*Records for the task*:

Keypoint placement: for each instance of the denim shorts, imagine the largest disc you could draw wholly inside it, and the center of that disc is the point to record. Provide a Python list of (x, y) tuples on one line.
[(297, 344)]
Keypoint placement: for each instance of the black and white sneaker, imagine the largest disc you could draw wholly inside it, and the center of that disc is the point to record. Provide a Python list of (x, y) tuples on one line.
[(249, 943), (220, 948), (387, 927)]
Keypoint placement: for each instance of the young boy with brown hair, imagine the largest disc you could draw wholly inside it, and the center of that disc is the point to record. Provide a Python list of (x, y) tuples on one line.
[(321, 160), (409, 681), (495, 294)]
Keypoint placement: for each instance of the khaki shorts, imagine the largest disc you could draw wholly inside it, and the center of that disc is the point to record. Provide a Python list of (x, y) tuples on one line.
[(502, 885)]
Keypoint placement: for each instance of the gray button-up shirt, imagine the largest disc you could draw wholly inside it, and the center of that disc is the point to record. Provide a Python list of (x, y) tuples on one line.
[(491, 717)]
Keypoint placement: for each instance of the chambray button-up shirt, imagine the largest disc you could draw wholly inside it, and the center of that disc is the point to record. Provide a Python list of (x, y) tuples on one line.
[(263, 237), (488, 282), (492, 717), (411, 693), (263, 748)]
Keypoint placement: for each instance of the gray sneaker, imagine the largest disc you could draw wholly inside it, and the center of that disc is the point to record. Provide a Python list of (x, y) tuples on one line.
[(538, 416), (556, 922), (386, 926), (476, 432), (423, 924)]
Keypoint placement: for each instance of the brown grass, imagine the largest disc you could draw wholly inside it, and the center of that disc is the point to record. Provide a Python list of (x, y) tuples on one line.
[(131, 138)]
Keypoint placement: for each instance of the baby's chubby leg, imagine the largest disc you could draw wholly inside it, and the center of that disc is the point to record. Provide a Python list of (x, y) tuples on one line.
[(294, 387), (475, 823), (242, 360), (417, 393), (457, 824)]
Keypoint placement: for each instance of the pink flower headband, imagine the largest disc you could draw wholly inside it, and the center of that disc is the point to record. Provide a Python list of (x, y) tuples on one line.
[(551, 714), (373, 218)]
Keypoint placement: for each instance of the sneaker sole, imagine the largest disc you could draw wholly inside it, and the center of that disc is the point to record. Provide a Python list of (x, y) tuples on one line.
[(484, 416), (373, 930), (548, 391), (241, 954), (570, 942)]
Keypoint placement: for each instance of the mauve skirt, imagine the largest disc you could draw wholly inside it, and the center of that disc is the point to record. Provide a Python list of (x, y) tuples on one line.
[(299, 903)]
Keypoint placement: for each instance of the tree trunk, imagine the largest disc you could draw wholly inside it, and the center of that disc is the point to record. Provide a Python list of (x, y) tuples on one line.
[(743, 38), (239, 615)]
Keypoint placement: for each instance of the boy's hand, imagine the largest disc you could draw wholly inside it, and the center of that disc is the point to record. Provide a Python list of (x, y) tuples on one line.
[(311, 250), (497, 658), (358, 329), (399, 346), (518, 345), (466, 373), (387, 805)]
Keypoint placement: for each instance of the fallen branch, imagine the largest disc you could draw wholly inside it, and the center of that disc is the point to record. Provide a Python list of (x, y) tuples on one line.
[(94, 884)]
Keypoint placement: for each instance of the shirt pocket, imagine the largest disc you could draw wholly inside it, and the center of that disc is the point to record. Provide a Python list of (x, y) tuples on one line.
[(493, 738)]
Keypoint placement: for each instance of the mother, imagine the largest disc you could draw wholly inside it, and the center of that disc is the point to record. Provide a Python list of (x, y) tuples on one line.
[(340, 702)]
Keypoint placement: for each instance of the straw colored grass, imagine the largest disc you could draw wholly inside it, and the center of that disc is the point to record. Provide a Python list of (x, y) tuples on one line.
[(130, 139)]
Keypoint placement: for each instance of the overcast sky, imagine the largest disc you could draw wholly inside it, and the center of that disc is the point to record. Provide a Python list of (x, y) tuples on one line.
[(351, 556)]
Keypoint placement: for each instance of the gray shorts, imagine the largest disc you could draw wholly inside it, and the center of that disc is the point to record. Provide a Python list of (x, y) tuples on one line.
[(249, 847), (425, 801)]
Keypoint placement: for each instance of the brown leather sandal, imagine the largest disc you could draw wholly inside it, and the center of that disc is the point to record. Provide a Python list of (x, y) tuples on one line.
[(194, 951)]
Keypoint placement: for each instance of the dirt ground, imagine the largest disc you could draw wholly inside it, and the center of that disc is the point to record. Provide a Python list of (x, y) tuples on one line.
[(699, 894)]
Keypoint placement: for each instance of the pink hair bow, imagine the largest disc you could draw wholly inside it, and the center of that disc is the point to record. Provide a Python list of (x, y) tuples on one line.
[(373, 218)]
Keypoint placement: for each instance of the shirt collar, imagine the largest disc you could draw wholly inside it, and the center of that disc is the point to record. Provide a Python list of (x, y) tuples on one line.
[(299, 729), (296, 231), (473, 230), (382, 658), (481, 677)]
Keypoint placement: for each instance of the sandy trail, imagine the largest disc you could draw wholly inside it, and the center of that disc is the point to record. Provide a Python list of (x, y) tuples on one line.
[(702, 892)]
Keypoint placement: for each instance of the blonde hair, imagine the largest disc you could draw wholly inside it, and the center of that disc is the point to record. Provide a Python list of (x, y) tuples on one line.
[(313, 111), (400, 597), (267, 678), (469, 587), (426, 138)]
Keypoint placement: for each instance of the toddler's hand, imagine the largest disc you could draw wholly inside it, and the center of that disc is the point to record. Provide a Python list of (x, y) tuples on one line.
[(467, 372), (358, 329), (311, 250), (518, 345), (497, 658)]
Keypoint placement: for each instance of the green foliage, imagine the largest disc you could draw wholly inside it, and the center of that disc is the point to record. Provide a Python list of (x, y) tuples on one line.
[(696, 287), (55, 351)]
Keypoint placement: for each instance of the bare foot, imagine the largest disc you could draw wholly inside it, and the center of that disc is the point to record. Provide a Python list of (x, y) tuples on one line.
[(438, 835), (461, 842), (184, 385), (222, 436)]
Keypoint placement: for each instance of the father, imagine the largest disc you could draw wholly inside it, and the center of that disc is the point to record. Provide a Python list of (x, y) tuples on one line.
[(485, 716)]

*Work request*: Every record must be set down again exactly.

*Exercise solution*:
Keypoint placement: for each instance of the denim shorts, imagine the largest disc you could draw wholly inside it, and the center of that disc is the point to record. Provide a Python list of (x, y) tuples on one line.
[(297, 344)]
Keypoint placement: for each instance of the black and white sneaker, imagine the largest disc you could draw wholly inside it, and the center of that disc is the point to record. Provide a Python list of (x, y) tuples on one line.
[(249, 943), (220, 948), (387, 927)]
Keypoint placement: for each instance of the young boy with brown hair, imagine the largest disc you could draw wholly inside it, and the center of that disc is the point to record. Provide a Python list of (x, y) tuples on one line.
[(321, 160), (409, 681), (495, 294)]
Keypoint placement: for each instance of the khaki shorts, imagine the largest disc you could draw wholly inside it, and the center of that disc is the point to record. Provide a Python list of (x, y) tuples on one line.
[(502, 885)]
Keypoint placement: for each instance of the gray button-up shirt, imagine the largest disc you could draw wholly inside it, and the center of that disc is the point to record. Provide a Python list of (x, y) tuples on one line.
[(491, 717)]
Keypoint placement: for each instance of the chambray button-up shirt, imagine the largest disc you could draw wholly inside it, and the center of that disc is the point to record. Provide a Python list of (x, y) tuples on one line.
[(263, 237), (488, 282), (492, 717), (411, 693), (263, 748)]
Keypoint placement: for each instance of the gray sneaker, imagine the largest disc you could draw wholly inside it, and the center of that disc is the point to record. Provide a Python list of (x, y) tuples on one line.
[(538, 416), (556, 922), (386, 926), (476, 432), (423, 924)]
Keypoint placement: for each instance of the brown grass, imagine the largest disc you could draw wholly inside it, and the center of that disc is the point to record. Provide a Python list of (x, y) tuples on one line.
[(131, 138)]
Keypoint placement: for each instance of the baby's chubby leg, imagine the largest disc you could draw wholly inside it, and the center of that disc is the point to record. Provide a Python list of (x, y) tuples on one line.
[(294, 387), (475, 823), (242, 360), (417, 393), (457, 824)]
Keypoint placement: for each instance of the pink flower headband, imagine the largest disc you could draw wholly inside it, and the center of that disc is the point to record. Provide a Python list of (x, y) tuples on one line.
[(551, 714), (373, 218)]
Keypoint placement: for each instance of the sneaker sole, imagine the largest disc you could draw wholly inside it, and the center of that disc is the point to record. Provide a Python list of (x, y) tuples on one line.
[(484, 416), (373, 930), (548, 391), (241, 954), (570, 942)]
Keypoint placement: for each instance of the mauve skirt, imagine the largest disc you could draw wholly inside it, and the center of that disc is the point to record. Provide a Python list of (x, y) tuples on one line.
[(299, 903)]
Keypoint placement: for each instance of the tree trunk, imagine the largest disc you could draw wholly inside it, and the center of that disc is the point to record. Provide a Python list of (x, y) tuples on one line.
[(743, 38), (239, 615)]
Keypoint placement: for each instance of the boy's hand, imagine the largest disc you could draw wholly inside it, and the center of that disc is the point to record. Provide a Python list of (x, y) tuples on one line.
[(311, 250), (497, 658), (358, 329), (399, 346), (518, 345), (466, 373), (387, 805)]
Keypoint placement: for each instance of the fallen branch, imagine the largest disc you could draw wholly inside it, and the center of that disc is the point to record. Provide a Python list of (x, y) tuples on one line.
[(94, 884)]
Keypoint placement: for each instance of the shirt pocket, imagine the largest disc you could draw wholly inside it, and the center of that disc is the point to record. Provide a Python list of (x, y) tuples on one line.
[(493, 738)]
Keypoint placement: for each instance of the mother, imagine the largest disc you could draw wholly inside it, and the center of that disc is the point to record. Provide a Python list of (x, y) tuples on one line.
[(340, 702)]
Keypoint placement: for each instance of the straw colored grass, imagine the largest disc you could draw wholly inside it, and the center of that disc is the point to record. Provide a Python list of (x, y) tuples on one line.
[(130, 139)]
Keypoint placement: for each instance of the overcast sky, imagine the largest disc you could draw wholly inside it, and the center of that disc is the point to record. Provide a Python list of (x, y) tuples on one line.
[(351, 556)]
Keypoint placement: for each instance of the gray shorts, imagine the largest disc you could draw wholly inside it, and the center of that disc is the point to record. Provide a Python list of (x, y) tuples on one line.
[(249, 847), (425, 801)]
Keypoint placement: for each instance of the brown leather sandal, imagine the largest disc you could draw wholly inside it, and the center of that disc is the point to record. Provide a Python list of (x, y) tuples on one line.
[(194, 951)]
Keypoint placement: for each instance of the dirt ground, imagine the largest disc you could draw wholly inside it, and the center of that disc is the point to record. Provide a Python list of (x, y) tuples on one line.
[(699, 894)]
Keypoint placement: for each instance of the pink hair bow, imagine the largest disc you could draw wholly inside it, and the center of that disc is the point to record. Provide a Python list of (x, y) tuples on one line.
[(373, 218)]
Keypoint placement: for each instance of the shirt collar, imagine the largest disc you could draw wholly inside it, and the center of that disc is the point to record. Provide a Python list of (x, y) tuples on one line.
[(299, 729), (296, 231), (473, 230), (382, 658), (481, 677)]
Keypoint placement: for each instance of the sandy trail, imagine the largest disc you could draw wholly inside it, and the center of that disc is the point to record. Provide a Python list of (x, y) tuples on one line.
[(702, 892)]
Keypoint placement: for each instance of the blonde hair, imagine the largest disc you could draw wholly inside it, and the center of that disc is the point to record. Provide a Python list of (x, y) tuples on one line.
[(313, 111), (400, 597), (267, 678), (469, 587), (426, 138)]
Keypoint placement: for each instance of the toddler's hand, imagine the largest disc you could draw wholly inside it, and the center of that disc is the point to record. Provide a Python list of (x, y) tuples on one line.
[(467, 372), (358, 329), (311, 250), (518, 345), (497, 658)]
Keypoint placement: for each instance of the green foliage, imagine the largest disc you could draw wholly inside it, and the center of that disc is the point to record. Provide a Python list of (x, y) tuples on one line.
[(696, 287), (55, 351)]
Keypoint placement: for each instance of the bare foot, imagine the largest disc you could draw wholly inside it, and the center of that disc is the point to record. Provide a Python list of (x, y) tuples on one line.
[(438, 835), (461, 842), (184, 385), (222, 436)]
Keypoint placement: for each instance of the father, imagine the largest disc you could draw wholly inside it, and the center of that disc is the point to record. Provide a Python list of (x, y) tuples on one line.
[(485, 716)]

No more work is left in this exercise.